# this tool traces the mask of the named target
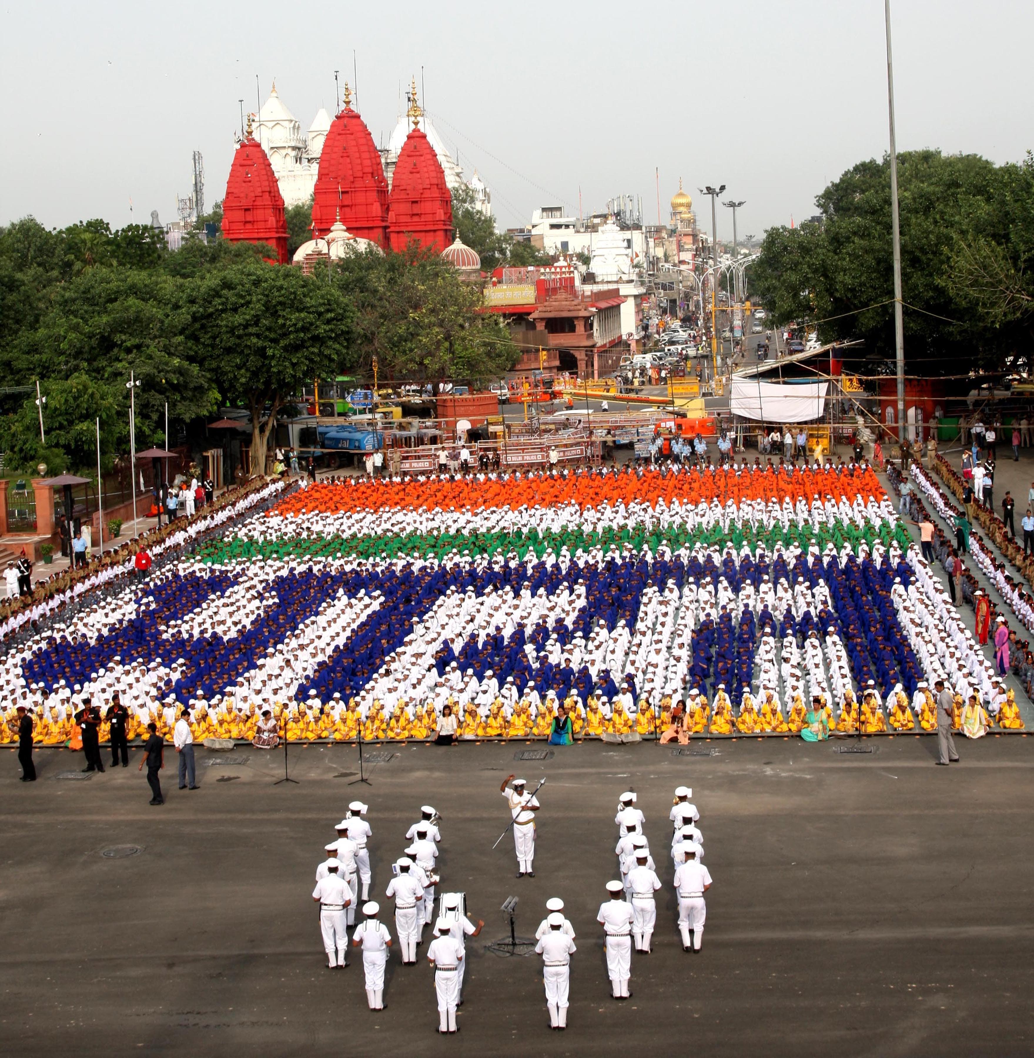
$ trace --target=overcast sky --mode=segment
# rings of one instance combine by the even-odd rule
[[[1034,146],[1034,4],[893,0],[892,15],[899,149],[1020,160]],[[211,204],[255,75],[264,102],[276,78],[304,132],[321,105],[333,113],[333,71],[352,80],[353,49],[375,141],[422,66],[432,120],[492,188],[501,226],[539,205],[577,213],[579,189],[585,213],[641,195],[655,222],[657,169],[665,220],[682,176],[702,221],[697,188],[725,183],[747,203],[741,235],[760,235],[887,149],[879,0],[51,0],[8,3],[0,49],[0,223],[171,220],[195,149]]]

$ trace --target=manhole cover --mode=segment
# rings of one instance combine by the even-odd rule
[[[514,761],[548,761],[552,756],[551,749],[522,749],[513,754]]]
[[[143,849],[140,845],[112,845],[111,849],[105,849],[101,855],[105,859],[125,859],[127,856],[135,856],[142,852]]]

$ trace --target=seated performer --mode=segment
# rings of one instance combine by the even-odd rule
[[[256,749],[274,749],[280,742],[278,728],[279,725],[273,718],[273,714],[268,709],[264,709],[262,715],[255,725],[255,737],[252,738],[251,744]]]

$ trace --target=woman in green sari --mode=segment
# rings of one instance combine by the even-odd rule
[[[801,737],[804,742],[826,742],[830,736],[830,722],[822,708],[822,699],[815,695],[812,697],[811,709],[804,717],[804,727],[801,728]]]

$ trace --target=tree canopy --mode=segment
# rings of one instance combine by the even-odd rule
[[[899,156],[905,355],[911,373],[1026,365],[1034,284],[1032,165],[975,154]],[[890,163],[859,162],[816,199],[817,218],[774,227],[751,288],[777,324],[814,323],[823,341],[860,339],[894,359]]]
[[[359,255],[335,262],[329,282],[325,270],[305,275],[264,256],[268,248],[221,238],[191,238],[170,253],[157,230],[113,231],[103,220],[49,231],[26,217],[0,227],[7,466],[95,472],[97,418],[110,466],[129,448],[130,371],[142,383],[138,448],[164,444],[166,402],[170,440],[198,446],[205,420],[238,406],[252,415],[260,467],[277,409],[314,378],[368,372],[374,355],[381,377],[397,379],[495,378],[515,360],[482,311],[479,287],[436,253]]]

DIRECTIONS FOR THIS TASK:
Transcribe the records verbatim and omit the images.

RIGHT ANSWER:
# this tool traces the mask of the named target
$ trace --target=overcast sky --mode=segment
# rings of one instance combine by the even-odd rule
[[[1034,146],[1034,4],[893,0],[892,15],[899,149],[1020,160]],[[211,204],[255,75],[264,102],[276,78],[304,132],[321,105],[333,113],[333,71],[352,80],[353,49],[375,141],[422,66],[432,120],[492,188],[501,226],[539,205],[577,213],[579,189],[585,213],[641,195],[655,222],[657,169],[665,220],[682,176],[702,221],[697,188],[725,183],[747,203],[741,235],[760,235],[887,149],[879,0],[51,0],[8,3],[0,49],[0,223],[171,220],[195,149]]]

$ trace --target=manhole cover --mode=segment
# rings of one instance combine by the even-odd rule
[[[514,761],[548,761],[552,756],[551,749],[522,749],[513,754]]]
[[[143,849],[140,845],[112,845],[111,849],[105,849],[101,855],[105,859],[125,859],[127,856],[135,856],[142,852]]]

$ trace --target=seated performer --mode=segment
# rings of one instance combine by the even-odd rule
[[[256,749],[274,749],[280,742],[278,728],[279,725],[273,718],[273,714],[268,709],[264,709],[262,715],[255,725],[255,737],[252,738],[251,744]]]

$ trace --target=woman in green sari --mode=segment
# rings of one instance combine by the even-odd rule
[[[801,737],[804,742],[826,742],[830,736],[830,722],[822,708],[822,699],[815,695],[812,697],[811,709],[804,717],[804,727],[801,728]]]

$ trace --target=tree canopy --mode=segment
# rings of one instance combine by the even-odd rule
[[[899,156],[905,355],[911,373],[1026,365],[1034,284],[1032,165],[975,154]],[[890,163],[859,162],[816,199],[817,218],[774,227],[751,288],[777,324],[814,323],[823,341],[860,339],[894,359]]]
[[[359,255],[335,262],[329,282],[325,270],[305,275],[264,256],[268,248],[221,238],[191,238],[170,253],[157,230],[113,231],[103,220],[49,231],[26,217],[0,227],[7,466],[95,472],[97,418],[110,466],[129,448],[130,371],[142,383],[138,448],[164,444],[166,402],[170,440],[198,446],[205,420],[238,406],[252,415],[260,467],[277,409],[314,378],[368,372],[374,355],[381,377],[397,379],[495,378],[515,360],[482,311],[479,287],[436,253]]]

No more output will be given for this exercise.